_Supplied text_
A survivor of the 7/7 bombings says competing in the London 2012 Paralympics and taking part in the opening ceremony will be “an absolute dream come true”.
Martine Wiltshire, who had both legs amputated after the 2005 terrorist bombings in London, will be competing for the ParalympicsGB team in sitting volleyball.
She said that playing the sport at elite level had helped fill the gap left by having to quit her previous career as an international marketing manager, a way of bringing back “some sort of meaning” to her life.
Wiltshire said that entering the Olympic Stadium on 29 August for the Paralympics opening ceremony would be the moment when she realised: “Oh my God, I’m here.”
And she said that her family, Londoners like herself, would be just as emotional when they saw her in the stadium.
She said: “Obviously they are going to be really proud. I think they are going to be crying. There are definitely going to be tears in the house.
“After such an awful lot of pain in all our lives, to be able to say that your daughter or your wife is a Paralympian…”
Her last memory of being at work before she was caught up in the suicide bombings of 7 July 2005 was of watching the announcement on television that London had been awarded the 2012 Olympics and Paralympics.
She said: “I remember jumping up and down. We went out for a few celebratory drinks in the evening. I went to go back to work in the morning and picked up the paper, and every single page was about the Olympics.

_Work order_
Put this sentence from the text about the 7/7 bombing survivor into Spanish: "There are definitely going to be tears in the house." This material has no connection to the text about the 7/7 bombing survivor.

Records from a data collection
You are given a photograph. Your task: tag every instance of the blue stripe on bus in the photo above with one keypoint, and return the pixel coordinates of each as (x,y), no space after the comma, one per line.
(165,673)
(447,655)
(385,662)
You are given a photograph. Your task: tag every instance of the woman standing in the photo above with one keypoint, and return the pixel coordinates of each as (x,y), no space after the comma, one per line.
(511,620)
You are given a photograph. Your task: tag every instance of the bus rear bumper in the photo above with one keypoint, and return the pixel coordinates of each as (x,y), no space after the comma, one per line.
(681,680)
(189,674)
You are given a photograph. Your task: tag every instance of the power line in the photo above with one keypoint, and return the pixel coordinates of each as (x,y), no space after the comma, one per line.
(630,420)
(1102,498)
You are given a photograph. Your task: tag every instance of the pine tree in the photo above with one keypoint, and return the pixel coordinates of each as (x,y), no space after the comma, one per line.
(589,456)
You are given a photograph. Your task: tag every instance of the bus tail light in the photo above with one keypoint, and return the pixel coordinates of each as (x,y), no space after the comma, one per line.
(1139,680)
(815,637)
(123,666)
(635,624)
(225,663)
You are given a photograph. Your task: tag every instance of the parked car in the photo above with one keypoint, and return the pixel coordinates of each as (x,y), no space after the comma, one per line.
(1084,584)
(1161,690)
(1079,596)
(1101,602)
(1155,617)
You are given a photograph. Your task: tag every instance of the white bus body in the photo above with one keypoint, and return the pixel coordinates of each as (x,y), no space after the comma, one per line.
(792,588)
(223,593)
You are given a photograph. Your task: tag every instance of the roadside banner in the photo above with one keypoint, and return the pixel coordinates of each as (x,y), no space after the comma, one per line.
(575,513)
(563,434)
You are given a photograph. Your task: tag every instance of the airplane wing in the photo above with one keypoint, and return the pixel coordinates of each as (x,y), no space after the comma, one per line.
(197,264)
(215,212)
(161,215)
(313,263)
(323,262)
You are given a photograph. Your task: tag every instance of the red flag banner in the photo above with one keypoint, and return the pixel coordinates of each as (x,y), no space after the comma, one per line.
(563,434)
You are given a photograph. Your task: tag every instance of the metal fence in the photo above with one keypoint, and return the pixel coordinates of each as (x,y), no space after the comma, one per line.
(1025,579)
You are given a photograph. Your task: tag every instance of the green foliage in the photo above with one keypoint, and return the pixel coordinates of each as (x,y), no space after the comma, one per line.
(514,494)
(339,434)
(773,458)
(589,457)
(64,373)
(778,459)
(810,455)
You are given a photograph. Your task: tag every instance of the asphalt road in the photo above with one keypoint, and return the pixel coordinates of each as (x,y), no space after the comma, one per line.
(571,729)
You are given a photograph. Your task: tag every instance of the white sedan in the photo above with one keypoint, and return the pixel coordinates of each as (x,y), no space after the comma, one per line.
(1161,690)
---
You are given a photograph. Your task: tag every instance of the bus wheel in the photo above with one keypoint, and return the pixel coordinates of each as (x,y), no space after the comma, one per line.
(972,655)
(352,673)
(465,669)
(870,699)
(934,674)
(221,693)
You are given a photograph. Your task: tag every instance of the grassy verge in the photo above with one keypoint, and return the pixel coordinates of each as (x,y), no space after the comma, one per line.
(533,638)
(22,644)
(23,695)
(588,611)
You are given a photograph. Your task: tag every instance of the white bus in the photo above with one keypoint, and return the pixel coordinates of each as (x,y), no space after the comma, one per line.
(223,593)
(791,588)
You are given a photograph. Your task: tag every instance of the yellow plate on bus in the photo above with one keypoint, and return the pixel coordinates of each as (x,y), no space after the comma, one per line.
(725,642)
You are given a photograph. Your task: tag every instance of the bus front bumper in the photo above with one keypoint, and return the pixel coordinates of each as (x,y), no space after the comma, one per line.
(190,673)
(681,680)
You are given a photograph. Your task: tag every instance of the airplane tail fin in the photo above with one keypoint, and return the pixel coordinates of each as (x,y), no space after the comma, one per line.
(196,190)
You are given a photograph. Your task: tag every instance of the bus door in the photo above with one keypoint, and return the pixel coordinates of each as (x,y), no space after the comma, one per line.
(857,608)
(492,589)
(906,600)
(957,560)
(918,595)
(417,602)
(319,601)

_Result below_
Definitivamente va a haber lágrimas en la casa.